Text section:
The Standards of Care for the Health of Transsexual, Transgender, and Gender-Nonconforming People has a good summary of studies (starting at page 229 (PDF page 65)). All quotes are from the standard of care (not in order though), and I linked to those studies that I could find freely available online for easy reference.
These studies measure more concrete things than "quality of life", including rate of regret (relevant as your blog article mentions this), mental and physical health, sexual satisfaction, etc.
Since the Standards of Care have been in place [meaning since 1979], there has been a steady increase in patient satisfaction and decrease in dissatisfaction with the outcome of sex reassignment surgery
This study [J. K. Meyer & Reter, 1979 [only abstract]] focused on patients’ occupational, educational, marital, and domiciliary stability. The results revealed several significant changes with treatment. These changes were not seen as positive
Participants in that study [Pauly, 1981] had much better outcomes: Among 83 FtM patients, 80.7% had a satisfactory outcome (i.e., patient self report of “improved social and emotional adjustment”) [...] Among 283 MtF patients, 71.4% had a satisfactory outcome
The findings of Rehman and colleagues (1999) and Krege and colleagues (2001) are typical of this body of work; none of the patients in these studies regretted having had surgery, and most reported being satisfied with the cosmetic and functional results of the surgery.

What you have to do: Transcribe the part of the text on outcome studies for sex reassignment surgery from "The Standards of Care for" to "for easy reference.", keeping its wording unchanged.

Data listing:
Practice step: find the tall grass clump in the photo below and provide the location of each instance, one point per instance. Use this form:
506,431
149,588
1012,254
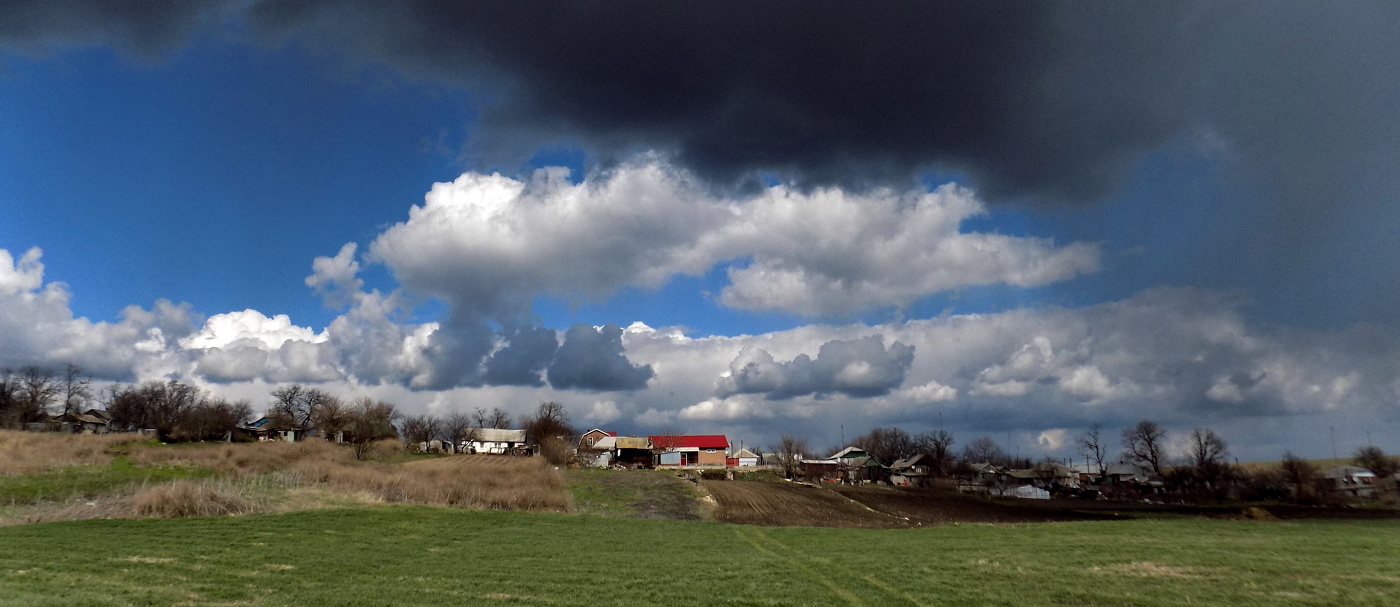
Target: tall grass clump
241,459
466,481
38,452
191,498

Solution for this exercise:
The Standards of Care for the Health of Transsexual, Transgender, and Gender-Nonconforming People has a good summary of studies (starting at page 229 (PDF page 65)). All quotes are from the standard of care (not in order though), and I linked to those studies that I could find freely available online for easy reference.